··· Extrait du document ···

« Plus vrai que le vrai : le vraisemblable », postulait Baudrillard dans Les Stratégies fatales. Yves Sente connaît ses classiques : après l’Union soviétique (un pays que Jacobs n’aurait jamais oser aborder car la commission de la Loi de 1949 pour la protection de la jeunesse l’aurait impitoyablement censuré), l’Inde où Mortimer, comme le Docteur Watson, passa une partie de son existence, voici l’Afrique subsaharienne jamais encore explorée par nos agents secrets anglais. La trame est linéaire : un symbole ancien est retrouvé aussi bien au cœur du continent noir qu’au Pôle Sud. Et si c’était la confirmation d’une théorie scientifique élaborée par un savant allemand en 1912 ? Détail émoustillant : le symbole est inscrit sur un support dont les caractéristiques sont en contradiction avec sa datation et proviennent d’aucune civilisation connue jusqu’ici.

···

Tâches à réaliser.
A. Répondez à ces questions sur l'extrait, une réponse par ligne, marquée comme la question :
(i) Quel ouvrage de Baudrillard est cité ?
(ii) Quelle région les agents secrets anglais n'avaient-ils encore jamais explorée ?
(iii) En quelle année le savant allemand a-t-il élaboré sa théorie scientifique ?
B. Dans les enregistrements, recopiez à l'identique les lignes qui commencent à celle contenant « Target: ceiling light fixture » et se poursuivent jusqu'à la fin des enregistrements, cette première ligne incluse.
L'extrait et les enregistrements forment deux ensembles distincts.

··· Données d'entrée ···

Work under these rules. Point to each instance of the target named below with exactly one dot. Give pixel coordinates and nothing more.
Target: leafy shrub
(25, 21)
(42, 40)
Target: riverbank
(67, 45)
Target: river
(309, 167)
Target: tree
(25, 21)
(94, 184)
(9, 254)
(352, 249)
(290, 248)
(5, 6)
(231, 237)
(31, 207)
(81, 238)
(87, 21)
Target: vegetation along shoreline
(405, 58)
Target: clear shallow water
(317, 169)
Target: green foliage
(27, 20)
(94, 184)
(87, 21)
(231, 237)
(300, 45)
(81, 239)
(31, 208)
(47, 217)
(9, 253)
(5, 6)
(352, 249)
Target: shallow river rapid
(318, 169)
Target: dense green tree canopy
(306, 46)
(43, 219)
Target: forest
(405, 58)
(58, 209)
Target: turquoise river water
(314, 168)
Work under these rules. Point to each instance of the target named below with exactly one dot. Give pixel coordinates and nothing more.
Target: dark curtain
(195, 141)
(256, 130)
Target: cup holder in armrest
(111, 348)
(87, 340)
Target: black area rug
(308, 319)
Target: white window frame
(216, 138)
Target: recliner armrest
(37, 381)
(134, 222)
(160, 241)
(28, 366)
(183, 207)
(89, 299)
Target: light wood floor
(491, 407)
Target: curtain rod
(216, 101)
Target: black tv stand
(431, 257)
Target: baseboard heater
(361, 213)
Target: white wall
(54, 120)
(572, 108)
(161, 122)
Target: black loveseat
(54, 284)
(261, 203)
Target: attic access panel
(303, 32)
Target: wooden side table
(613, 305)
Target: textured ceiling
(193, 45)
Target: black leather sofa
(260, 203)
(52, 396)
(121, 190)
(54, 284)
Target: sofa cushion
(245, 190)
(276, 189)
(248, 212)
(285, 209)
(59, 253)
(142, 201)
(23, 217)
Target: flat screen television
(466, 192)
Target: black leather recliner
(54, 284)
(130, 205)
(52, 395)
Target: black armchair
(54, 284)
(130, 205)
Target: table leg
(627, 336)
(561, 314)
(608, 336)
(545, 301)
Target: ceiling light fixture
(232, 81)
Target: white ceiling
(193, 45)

···

Réponses attendues.
A.
(i) Les Stratégies fatales
(ii) L'Afrique subsaharienne
(iii) 1912

B.
Target: ceiling light fixture
(232, 81)
Target: white ceiling
(193, 45)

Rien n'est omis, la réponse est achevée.